● **Work to be completed**: The full listing, copied exactly, is the required output.

● **Records provided**:
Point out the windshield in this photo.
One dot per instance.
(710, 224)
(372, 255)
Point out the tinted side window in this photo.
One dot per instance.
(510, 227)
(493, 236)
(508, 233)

● **Response box**:
Point out the windshield in this photo.
One dot per instance.
(710, 224)
(372, 255)
Point out the tinted side window in this photo.
One dot per instance.
(510, 227)
(493, 236)
(508, 233)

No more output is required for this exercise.